Work to complete:
In the Scream 2 review, which sequel does a character argue has more merit than House (1986)?

Scream 2 has a fabulous opening that perfectly encapsulates the joyful sense of meta-fictional play that screenwriter Kevin Williamson delights in – while watching a film based on the events of the first film (wherein the opening of the first film is replayed but amusingly satirized – one scene rather funnily digs at directors that like to quote the Psycho (1960) shower sequence), a copycat killing takes place in the theatre, only for the victim’s death throes to be taken as part of the promotional gimmick for the film. Here the constant blurring of the lines between what is happening and “the artificial” is dazzling. This naturally segues into a typically Williamson-esque debate on whether someone is trying to ‘create’ a sequel to the events of the first film, whether some sequels are better than their originals – you know it is a genre fan writing when someone argues the merits of House II: The Second Story (1987) over House (1986) – and whether the media influences violence.

Neve Campbell, Courteney Cox in Scream 2 (1997)
(l to r) Neve Campbell, Courteney Cox face more killings

Unfortunately for Scream 2, the film that ends up on screen fails to meet the criteria it itself establishes for worthwhile sequels. Kevin Williamson’s script is far too burdened down and overweighed by the necessity of trying to turn the survivors from the first film and most of the cast members into potential suspects and the jokey genre interplay that essentially made the first film gets lost as a result.

There is the odd moment – the script even parodies its own catchphrase from the first film: “What’s your favourite scary movie?” the stalker asks Jamie Kennedy. “Showgirls [1995] – now that was a truly scary movie.” The ending wherein the slasher explains their motivation – that they want to be caught so they can demonstrate the case for movies influencing violence in real life – is positively ingenious. However, such an ending is ruined by Kevin Williamson placing so many successive twist revelations on top of that that the moment topples over into the farcically absurd.

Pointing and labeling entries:
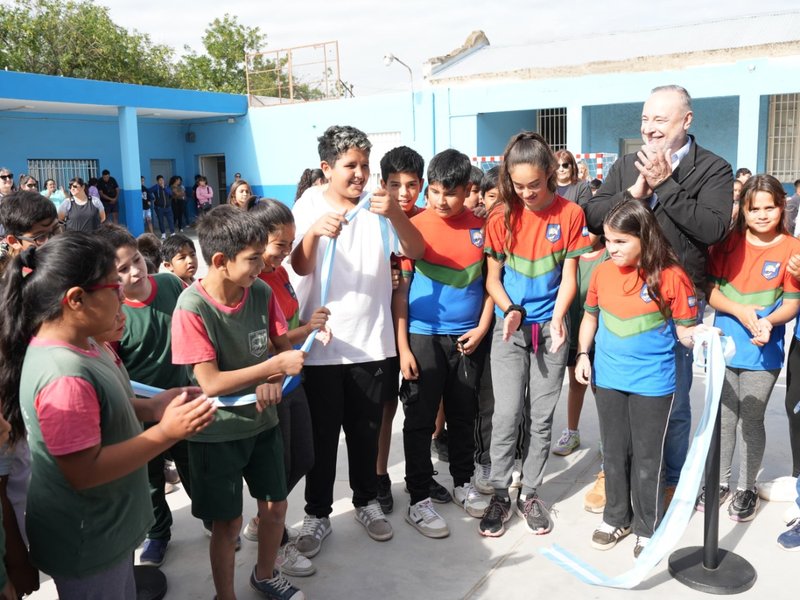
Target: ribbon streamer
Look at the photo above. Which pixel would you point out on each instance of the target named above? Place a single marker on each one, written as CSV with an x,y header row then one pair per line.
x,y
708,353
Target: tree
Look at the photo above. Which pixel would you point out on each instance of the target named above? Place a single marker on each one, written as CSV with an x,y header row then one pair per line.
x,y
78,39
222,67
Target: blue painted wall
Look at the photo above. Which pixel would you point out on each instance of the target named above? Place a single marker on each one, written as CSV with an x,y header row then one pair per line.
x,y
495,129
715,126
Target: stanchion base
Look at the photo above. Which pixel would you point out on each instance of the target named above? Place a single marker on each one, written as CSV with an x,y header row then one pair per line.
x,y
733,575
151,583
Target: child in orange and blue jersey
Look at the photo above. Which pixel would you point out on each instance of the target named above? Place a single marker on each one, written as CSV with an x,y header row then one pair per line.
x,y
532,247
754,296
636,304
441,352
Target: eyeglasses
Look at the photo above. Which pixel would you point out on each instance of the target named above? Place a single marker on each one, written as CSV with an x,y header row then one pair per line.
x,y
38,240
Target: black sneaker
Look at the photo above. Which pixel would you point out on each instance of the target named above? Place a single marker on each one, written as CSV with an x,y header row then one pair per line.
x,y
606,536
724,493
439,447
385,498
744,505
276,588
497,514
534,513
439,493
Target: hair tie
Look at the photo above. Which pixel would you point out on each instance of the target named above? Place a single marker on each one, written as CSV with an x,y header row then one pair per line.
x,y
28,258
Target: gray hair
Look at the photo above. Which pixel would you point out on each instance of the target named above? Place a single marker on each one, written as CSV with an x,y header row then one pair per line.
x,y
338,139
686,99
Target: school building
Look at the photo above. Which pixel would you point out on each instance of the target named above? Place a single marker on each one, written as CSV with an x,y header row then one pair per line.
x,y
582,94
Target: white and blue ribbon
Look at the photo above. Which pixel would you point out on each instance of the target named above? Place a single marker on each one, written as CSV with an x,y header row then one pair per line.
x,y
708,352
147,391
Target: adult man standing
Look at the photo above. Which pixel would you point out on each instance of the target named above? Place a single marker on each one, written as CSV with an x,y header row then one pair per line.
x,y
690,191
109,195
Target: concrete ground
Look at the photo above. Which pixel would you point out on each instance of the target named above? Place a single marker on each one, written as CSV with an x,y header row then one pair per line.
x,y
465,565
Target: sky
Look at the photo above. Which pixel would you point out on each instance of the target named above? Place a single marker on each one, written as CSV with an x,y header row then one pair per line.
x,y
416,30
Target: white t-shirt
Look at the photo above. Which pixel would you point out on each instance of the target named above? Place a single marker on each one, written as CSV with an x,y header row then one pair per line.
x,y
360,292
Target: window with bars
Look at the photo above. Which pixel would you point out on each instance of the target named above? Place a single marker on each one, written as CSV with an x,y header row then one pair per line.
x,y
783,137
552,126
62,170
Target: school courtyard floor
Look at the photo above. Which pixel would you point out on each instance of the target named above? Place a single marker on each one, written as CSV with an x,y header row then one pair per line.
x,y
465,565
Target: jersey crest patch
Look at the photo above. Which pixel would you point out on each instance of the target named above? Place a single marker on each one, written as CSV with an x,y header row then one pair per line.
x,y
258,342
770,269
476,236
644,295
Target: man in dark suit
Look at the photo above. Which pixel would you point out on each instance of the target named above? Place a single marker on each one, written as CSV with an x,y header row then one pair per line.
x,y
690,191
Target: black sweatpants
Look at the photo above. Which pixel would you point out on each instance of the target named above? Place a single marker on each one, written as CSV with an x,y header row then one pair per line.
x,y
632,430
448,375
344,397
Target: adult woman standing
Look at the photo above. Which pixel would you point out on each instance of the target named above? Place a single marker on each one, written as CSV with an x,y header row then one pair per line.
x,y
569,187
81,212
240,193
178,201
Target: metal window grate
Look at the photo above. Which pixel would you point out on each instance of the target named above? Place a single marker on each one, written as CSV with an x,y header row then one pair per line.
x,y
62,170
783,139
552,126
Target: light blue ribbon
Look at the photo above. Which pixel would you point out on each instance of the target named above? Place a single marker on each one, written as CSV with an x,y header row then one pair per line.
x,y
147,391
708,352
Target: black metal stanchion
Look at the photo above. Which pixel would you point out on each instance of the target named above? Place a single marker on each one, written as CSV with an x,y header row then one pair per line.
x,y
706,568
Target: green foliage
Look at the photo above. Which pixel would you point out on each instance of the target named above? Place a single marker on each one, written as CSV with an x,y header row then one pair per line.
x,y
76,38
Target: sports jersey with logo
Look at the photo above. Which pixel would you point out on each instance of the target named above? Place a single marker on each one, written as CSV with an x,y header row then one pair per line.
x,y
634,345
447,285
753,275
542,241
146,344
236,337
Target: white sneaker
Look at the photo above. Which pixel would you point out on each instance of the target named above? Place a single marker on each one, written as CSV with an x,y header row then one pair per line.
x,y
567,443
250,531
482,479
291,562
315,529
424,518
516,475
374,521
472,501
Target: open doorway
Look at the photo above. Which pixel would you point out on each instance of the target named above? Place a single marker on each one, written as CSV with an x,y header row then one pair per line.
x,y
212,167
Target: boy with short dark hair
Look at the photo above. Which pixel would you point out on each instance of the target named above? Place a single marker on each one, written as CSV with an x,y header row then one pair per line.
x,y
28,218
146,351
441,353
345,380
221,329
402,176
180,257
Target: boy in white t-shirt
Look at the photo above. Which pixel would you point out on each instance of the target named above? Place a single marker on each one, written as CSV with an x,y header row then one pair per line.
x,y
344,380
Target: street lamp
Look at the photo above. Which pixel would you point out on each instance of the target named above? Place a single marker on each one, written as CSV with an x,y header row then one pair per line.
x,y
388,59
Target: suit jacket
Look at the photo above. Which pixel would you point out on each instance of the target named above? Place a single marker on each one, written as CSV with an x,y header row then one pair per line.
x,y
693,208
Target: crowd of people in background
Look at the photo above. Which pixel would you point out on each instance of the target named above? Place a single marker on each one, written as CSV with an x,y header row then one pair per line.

Answer to the exercise:
House II: The Second Story (1987)